- [PROBLEMS TO SOLVE]
A. According to the public disclosures section, what must payments made by or on behalf of CRA be supported by?
B. Write out everything in the public disclosures section from "All acquisitions and" down to "of such payments.".

- [EXCERPT TO READ]
>> START
XII. PUBLIC DISCLOSURES
As a public company, CRA endeavors to provide full, fair, accurate, timely and understandable disclosure in its filings and submissions with the Securities and Exchange Commission and public communications generally. Associates engaged in the preparation of these filings, submissions and communications (“Public Disclosure Personnel”) must endeavor to provide that CRA’s filings, submissions, and communications meet these objectives. Depending on their duties and responsibilities, other associates may be called upon to provide information to assure that CRA’s reports are complete, fair and understandable. CRA expects all of its personnel to take this responsibility very seriously. If requested by Public Disclosure Personnel to provide information for use in such filings, submissions or communications, associates will provide, as promptly as practicable, accurate, understandable and complete information on a timely basis.
It is a violation of this Code to misrepresent CRA’s financial performance or otherwise to compromise the integrity of CRA’s financial statements or other public disclosures. It is also a violation to unduly or fraudulently influence, coerce, manipulate or mislead independent or internal auditors regarding CRA’s financial statements, accounting practices or internal controls or processes.
CRA requires honest and accurate recording and reporting of information in order to make responsible business decisions. All of CRA’s books, records and accounts and financial statements must be maintained accurately and in reasonable detail, must appropriately reflect CRA’s transactions and must conform both to applicable legal requirements and to CRA’s system of internal controls. CRA’s books, records and accounts must reflect, fairly and within CRA’s normal system of accounting, all assets, liabilities and transactions of CRA. Unrecorded or “off the books” funds or assets should not be maintained unless permitted by applicable law or regulation.
All acquisitions and dispositions of assets, commitments and all other transactions on behalf of CRA must be executed only in accordance with established CRA procedures and management’s general and specific authorization. Payments made by or on behalf of CRA must be supported by appropriate documentation properly describing the purpose of such payments.
>> END
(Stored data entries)
>> START
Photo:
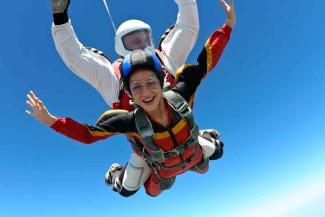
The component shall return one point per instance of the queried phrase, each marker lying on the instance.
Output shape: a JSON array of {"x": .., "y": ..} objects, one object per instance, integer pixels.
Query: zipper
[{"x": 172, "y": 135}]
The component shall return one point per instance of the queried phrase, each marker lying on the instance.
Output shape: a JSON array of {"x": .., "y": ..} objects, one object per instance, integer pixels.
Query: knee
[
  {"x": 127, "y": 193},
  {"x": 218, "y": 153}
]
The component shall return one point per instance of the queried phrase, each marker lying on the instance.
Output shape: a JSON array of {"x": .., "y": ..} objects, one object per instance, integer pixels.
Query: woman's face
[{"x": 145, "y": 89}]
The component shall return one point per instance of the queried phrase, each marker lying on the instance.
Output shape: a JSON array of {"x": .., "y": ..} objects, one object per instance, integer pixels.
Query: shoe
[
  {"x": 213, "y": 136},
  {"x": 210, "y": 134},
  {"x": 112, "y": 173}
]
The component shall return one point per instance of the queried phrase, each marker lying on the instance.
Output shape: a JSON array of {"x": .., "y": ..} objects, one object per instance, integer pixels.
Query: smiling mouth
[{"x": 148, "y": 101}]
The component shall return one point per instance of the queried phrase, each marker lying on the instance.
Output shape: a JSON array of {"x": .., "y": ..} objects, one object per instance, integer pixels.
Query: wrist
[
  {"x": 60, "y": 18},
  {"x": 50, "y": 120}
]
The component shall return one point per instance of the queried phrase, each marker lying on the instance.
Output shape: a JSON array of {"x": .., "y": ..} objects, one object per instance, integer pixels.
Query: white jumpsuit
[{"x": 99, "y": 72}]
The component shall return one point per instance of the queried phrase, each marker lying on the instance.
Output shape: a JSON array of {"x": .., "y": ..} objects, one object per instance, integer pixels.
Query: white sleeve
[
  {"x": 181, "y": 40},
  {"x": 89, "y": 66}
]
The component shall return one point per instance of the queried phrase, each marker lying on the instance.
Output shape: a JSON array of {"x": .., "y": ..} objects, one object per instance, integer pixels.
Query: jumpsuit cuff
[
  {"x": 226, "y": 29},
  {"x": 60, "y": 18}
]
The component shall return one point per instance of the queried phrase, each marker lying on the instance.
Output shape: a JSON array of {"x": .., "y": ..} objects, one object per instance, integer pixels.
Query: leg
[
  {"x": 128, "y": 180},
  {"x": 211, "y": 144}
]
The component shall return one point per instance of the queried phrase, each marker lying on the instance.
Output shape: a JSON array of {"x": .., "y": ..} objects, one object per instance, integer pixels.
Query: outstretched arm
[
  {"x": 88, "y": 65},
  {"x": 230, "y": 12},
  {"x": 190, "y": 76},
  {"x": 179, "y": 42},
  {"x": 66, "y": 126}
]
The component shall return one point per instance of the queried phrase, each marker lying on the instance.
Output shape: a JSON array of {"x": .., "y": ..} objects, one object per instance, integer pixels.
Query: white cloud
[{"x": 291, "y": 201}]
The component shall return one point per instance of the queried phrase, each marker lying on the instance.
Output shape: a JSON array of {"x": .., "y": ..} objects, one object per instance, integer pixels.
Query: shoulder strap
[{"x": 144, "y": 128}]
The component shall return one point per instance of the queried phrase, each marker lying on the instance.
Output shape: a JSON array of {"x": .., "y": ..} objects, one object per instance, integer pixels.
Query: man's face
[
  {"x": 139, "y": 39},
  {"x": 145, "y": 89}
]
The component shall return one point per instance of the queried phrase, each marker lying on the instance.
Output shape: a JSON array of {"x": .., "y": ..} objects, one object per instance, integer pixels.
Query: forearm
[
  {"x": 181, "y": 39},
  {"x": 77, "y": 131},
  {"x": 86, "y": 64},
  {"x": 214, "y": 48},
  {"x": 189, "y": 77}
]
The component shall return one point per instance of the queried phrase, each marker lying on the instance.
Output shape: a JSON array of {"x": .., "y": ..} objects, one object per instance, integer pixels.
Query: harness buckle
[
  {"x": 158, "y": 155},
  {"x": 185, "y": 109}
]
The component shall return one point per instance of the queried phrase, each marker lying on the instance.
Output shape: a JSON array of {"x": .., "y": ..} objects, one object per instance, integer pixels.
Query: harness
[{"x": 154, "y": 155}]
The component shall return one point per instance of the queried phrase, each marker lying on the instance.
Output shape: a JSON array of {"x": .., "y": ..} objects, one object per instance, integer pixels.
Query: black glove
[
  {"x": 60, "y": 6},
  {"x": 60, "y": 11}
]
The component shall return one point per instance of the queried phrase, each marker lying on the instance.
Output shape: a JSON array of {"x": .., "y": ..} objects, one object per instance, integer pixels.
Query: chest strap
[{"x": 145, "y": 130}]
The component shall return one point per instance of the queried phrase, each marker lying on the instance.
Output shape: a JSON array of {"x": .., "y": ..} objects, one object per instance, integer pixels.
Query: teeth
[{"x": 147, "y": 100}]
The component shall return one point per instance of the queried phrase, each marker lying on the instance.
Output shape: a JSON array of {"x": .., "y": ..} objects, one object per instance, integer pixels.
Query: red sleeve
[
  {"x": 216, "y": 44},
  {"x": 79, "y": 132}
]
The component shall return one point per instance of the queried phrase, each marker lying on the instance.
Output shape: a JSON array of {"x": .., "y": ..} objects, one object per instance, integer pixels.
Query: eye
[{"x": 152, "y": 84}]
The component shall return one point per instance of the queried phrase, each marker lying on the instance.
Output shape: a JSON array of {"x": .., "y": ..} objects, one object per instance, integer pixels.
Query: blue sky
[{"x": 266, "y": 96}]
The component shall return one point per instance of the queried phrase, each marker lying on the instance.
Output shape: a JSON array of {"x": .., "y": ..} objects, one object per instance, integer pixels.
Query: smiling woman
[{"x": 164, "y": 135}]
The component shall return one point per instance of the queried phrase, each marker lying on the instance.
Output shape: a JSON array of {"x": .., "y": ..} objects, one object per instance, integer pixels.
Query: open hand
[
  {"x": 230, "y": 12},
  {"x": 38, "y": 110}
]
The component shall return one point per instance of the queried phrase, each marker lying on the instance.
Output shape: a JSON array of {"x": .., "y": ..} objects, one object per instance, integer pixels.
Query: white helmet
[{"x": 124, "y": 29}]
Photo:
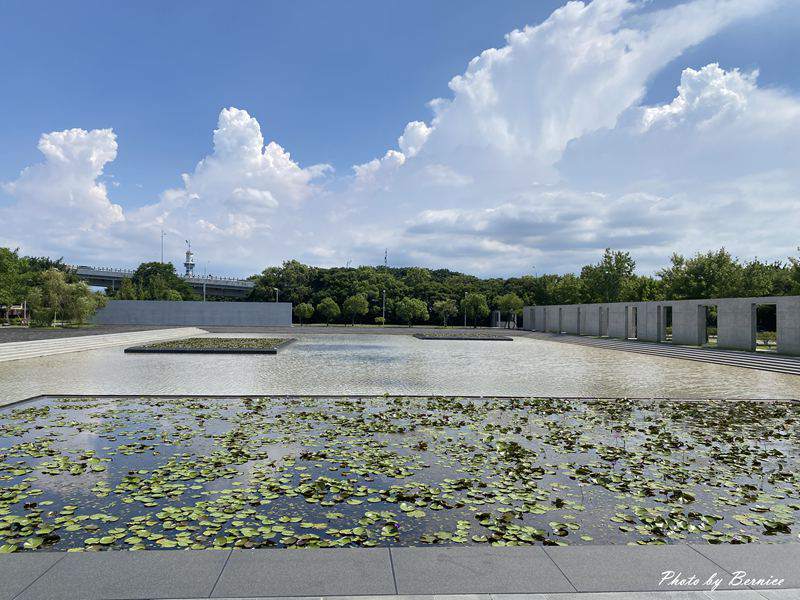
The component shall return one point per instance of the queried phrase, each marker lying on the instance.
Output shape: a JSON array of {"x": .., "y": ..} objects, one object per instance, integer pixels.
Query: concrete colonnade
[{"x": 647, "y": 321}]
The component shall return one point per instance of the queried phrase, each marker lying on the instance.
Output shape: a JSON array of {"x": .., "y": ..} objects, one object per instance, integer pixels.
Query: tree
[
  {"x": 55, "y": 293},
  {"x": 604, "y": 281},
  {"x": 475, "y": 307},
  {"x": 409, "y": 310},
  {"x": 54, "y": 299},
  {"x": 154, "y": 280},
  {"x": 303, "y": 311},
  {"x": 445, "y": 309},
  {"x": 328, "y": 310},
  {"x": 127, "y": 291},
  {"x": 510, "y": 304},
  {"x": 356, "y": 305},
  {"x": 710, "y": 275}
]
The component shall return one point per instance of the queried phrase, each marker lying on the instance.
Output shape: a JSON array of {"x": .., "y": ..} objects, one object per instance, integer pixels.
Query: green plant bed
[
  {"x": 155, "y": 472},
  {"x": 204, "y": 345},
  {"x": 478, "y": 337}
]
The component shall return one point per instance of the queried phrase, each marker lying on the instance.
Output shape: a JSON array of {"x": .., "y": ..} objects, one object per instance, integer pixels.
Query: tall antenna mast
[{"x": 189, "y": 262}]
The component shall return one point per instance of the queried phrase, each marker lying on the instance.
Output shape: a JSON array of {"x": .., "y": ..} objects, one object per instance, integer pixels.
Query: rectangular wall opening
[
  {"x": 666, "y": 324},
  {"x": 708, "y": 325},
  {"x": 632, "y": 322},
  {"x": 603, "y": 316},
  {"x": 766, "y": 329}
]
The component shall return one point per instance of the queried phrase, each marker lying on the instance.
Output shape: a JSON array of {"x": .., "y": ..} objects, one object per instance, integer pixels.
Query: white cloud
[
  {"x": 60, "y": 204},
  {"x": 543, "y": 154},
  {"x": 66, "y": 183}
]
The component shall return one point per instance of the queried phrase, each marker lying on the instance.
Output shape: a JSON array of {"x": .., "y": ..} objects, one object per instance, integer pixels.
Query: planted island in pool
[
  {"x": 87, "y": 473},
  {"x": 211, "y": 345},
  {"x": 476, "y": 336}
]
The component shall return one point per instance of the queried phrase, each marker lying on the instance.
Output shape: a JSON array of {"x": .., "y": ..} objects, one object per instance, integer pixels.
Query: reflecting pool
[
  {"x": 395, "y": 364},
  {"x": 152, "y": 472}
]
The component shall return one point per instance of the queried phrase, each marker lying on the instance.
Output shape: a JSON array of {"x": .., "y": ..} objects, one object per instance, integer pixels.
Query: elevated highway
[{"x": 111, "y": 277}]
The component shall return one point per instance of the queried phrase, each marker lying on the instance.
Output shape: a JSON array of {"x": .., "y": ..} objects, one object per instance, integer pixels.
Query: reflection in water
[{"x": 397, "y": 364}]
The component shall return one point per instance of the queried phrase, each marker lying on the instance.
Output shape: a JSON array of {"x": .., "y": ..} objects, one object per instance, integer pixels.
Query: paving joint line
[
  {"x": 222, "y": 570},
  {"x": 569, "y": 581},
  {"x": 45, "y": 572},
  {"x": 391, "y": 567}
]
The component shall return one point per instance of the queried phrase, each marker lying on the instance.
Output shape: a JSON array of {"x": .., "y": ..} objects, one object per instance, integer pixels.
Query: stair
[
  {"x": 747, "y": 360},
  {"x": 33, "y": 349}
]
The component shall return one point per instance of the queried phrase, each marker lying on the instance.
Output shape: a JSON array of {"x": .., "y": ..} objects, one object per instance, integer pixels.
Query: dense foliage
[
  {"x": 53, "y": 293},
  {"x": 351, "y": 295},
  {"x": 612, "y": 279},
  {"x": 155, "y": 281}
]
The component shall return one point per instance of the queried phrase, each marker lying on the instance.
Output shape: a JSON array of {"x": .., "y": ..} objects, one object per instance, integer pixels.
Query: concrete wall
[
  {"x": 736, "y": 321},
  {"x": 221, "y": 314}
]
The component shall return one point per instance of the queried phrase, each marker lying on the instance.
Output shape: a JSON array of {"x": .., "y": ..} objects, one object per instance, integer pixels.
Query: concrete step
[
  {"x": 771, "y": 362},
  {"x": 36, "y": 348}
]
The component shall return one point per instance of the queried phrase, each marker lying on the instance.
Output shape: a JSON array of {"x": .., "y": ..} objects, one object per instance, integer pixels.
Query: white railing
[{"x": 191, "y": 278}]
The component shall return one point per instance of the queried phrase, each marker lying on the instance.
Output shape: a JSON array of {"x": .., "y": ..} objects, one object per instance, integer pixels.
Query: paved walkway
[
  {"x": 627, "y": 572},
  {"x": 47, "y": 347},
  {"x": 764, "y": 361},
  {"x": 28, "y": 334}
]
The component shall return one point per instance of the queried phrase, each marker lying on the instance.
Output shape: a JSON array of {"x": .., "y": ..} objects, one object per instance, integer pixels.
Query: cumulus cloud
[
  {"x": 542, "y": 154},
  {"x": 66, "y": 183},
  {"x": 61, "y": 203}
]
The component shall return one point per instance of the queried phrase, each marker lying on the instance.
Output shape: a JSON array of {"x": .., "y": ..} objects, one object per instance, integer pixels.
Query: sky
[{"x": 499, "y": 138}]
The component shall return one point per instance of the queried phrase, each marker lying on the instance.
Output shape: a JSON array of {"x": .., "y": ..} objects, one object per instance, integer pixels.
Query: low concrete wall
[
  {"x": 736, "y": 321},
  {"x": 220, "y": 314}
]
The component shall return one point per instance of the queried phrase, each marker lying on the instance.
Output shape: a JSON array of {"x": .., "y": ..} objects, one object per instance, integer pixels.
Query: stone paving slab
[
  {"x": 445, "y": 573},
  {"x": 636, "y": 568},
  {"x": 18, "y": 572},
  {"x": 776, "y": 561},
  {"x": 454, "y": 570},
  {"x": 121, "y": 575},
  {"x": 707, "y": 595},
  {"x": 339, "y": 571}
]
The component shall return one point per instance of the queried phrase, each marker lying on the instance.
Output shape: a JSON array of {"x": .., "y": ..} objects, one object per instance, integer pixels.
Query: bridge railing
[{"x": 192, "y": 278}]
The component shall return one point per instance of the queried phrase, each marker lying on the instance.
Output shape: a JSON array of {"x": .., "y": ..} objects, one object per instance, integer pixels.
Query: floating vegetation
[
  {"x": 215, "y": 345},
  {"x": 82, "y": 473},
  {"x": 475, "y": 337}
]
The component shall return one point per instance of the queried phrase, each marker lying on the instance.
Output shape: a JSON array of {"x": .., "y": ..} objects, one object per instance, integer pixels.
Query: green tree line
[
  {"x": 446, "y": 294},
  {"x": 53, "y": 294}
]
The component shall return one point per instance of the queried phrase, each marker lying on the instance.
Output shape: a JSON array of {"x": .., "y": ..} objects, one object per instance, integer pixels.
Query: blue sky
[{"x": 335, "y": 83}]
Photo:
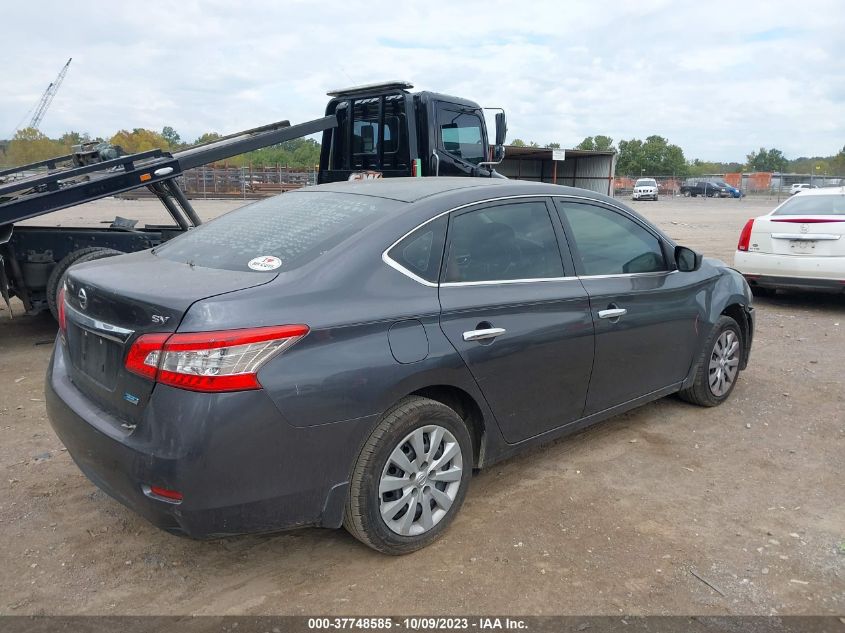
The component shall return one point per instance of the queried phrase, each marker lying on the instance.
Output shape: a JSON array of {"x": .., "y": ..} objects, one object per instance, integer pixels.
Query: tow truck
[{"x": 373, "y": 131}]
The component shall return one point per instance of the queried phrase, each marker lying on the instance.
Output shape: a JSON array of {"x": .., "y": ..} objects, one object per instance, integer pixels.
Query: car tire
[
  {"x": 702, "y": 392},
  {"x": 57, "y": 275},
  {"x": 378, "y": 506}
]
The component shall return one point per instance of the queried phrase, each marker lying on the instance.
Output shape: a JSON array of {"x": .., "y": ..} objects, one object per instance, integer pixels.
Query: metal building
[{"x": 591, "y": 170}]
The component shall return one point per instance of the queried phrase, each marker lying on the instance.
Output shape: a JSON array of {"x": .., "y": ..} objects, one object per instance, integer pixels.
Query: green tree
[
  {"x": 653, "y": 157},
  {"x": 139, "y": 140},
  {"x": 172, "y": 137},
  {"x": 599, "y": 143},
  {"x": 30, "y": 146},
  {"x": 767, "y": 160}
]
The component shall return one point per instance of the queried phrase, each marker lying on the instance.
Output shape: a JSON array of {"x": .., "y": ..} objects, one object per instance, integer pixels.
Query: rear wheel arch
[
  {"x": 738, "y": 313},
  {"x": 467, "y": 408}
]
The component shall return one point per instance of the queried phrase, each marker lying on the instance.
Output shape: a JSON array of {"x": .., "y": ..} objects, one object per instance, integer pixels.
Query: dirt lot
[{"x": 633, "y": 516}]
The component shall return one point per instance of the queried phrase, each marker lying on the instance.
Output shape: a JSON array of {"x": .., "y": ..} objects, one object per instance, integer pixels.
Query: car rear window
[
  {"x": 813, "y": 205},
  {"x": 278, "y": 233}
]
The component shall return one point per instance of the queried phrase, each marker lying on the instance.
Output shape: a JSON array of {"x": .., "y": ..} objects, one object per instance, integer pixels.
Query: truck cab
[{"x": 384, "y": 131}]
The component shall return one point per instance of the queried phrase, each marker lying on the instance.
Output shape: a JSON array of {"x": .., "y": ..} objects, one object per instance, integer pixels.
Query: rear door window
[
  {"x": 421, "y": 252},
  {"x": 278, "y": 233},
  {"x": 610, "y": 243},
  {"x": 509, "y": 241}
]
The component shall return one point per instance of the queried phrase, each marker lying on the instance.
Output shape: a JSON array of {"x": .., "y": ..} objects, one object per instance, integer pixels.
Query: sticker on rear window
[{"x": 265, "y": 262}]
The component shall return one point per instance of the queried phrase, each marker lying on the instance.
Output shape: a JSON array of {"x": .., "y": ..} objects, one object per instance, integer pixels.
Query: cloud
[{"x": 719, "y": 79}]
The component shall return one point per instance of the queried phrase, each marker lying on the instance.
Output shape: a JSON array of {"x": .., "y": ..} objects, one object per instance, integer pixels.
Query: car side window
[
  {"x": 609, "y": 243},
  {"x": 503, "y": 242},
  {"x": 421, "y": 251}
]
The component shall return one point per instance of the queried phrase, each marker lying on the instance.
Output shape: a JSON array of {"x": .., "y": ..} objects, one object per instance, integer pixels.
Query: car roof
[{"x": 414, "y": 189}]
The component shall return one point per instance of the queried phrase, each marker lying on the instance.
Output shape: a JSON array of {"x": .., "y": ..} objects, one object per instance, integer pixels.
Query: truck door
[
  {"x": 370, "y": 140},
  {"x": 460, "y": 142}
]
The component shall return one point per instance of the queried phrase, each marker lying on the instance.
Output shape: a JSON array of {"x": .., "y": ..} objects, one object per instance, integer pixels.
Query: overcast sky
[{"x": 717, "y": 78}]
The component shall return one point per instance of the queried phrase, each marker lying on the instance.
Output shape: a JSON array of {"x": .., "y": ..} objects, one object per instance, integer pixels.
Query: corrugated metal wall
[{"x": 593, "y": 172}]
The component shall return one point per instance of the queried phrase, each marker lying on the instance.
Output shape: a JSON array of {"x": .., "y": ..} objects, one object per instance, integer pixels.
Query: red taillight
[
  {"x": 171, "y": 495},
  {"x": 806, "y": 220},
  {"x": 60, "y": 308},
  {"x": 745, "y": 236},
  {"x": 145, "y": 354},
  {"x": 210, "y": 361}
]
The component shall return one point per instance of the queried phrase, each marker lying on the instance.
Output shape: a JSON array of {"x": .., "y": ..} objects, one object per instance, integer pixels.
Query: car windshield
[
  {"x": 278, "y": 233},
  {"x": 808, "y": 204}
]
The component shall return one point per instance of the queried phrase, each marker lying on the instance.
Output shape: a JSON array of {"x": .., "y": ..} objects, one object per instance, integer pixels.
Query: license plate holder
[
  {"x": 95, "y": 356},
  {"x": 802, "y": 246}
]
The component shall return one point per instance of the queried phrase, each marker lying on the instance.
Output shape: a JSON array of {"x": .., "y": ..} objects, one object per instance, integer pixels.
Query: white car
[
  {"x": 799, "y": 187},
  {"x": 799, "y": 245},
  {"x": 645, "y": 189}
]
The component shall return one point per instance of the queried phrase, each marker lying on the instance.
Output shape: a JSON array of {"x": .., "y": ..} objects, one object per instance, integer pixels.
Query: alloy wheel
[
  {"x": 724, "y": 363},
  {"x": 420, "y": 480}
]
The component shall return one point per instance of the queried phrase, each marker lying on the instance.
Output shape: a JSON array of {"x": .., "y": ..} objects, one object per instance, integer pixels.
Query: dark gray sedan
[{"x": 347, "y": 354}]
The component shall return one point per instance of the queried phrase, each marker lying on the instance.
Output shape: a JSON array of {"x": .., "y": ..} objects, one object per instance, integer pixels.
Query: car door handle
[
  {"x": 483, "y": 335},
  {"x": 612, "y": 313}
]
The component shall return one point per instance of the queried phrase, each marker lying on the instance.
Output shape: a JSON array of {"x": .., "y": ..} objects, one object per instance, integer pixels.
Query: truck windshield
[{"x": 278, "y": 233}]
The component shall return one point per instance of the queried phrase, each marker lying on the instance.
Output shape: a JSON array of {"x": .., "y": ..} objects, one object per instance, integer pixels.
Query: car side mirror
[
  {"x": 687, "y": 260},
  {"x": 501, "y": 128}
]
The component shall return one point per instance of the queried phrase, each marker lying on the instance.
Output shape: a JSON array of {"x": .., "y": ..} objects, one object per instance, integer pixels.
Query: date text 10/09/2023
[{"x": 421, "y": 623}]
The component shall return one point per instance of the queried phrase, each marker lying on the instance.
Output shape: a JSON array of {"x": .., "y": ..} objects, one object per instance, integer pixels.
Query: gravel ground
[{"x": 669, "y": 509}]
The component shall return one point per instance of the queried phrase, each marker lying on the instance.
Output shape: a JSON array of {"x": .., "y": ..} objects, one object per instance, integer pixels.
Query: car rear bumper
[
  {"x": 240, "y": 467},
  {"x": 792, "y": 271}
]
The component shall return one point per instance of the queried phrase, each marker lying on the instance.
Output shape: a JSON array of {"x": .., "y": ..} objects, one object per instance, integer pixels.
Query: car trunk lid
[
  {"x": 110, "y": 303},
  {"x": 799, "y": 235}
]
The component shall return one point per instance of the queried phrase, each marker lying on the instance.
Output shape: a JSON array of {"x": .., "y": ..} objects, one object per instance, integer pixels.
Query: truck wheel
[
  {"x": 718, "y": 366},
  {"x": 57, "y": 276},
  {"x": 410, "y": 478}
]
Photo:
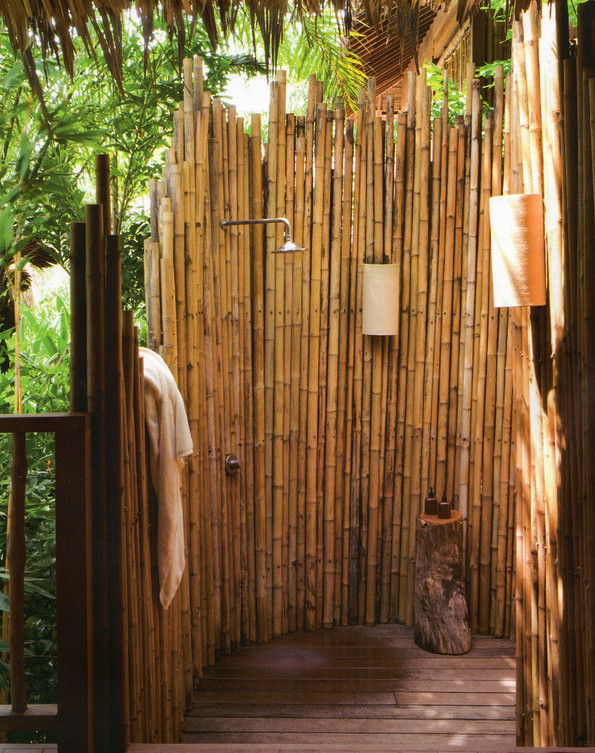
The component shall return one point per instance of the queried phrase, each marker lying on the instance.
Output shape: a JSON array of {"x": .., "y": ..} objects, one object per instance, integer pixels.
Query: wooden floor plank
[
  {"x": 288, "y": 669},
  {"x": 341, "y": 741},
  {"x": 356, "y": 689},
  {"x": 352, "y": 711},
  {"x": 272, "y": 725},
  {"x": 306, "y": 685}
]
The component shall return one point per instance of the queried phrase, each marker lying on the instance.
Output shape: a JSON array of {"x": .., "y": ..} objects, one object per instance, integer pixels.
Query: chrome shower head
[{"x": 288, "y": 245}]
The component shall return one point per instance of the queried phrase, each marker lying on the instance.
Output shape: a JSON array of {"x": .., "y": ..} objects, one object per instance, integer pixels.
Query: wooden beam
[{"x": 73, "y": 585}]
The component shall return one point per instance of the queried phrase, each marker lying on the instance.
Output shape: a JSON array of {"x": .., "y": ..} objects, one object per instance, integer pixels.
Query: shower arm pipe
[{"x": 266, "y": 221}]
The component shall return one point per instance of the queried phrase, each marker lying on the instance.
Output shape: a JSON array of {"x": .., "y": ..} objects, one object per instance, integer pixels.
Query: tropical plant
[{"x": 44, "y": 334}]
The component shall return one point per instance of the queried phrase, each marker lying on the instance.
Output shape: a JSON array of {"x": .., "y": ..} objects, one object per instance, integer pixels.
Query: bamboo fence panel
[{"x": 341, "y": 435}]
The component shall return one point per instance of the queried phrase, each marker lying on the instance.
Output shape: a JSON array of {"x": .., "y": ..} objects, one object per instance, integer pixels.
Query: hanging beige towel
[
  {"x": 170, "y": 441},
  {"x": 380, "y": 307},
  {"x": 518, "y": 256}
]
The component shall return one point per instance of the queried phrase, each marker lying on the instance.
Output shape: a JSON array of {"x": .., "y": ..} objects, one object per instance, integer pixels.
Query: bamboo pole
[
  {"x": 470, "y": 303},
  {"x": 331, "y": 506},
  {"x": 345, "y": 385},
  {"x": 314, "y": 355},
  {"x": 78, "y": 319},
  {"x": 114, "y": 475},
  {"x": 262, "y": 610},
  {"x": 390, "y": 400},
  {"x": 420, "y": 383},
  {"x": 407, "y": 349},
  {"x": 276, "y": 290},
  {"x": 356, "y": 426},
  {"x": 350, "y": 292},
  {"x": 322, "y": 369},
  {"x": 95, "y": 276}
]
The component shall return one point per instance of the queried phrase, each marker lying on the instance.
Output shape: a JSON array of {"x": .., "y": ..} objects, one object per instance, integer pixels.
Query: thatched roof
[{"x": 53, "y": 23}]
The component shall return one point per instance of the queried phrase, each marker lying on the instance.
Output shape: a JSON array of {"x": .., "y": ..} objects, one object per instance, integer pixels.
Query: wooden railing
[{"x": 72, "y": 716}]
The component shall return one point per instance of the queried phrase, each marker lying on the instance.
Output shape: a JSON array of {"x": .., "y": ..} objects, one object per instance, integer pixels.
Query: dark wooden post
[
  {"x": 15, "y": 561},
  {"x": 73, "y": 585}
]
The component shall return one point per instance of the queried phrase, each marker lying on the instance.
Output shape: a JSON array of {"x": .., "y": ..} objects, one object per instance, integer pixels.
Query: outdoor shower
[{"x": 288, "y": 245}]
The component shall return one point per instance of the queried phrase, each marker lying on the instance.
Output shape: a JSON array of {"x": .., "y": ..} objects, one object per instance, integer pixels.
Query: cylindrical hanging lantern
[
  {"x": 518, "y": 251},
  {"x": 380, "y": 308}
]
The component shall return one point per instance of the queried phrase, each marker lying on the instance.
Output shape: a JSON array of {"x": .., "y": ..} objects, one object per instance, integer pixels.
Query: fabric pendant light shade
>> END
- [LIST OF SOLUTIONS]
A. Appropriate documentation properly describing the purpose of such payments.

B.
All acquisitions and dispositions of assets, commitments and all other transactions on behalf of CRA must be executed only in accordance with established CRA procedures and management’s general and specific authorization. Payments made by or on behalf of CRA must be supported by appropriate documentation properly describing the purpose of such payments.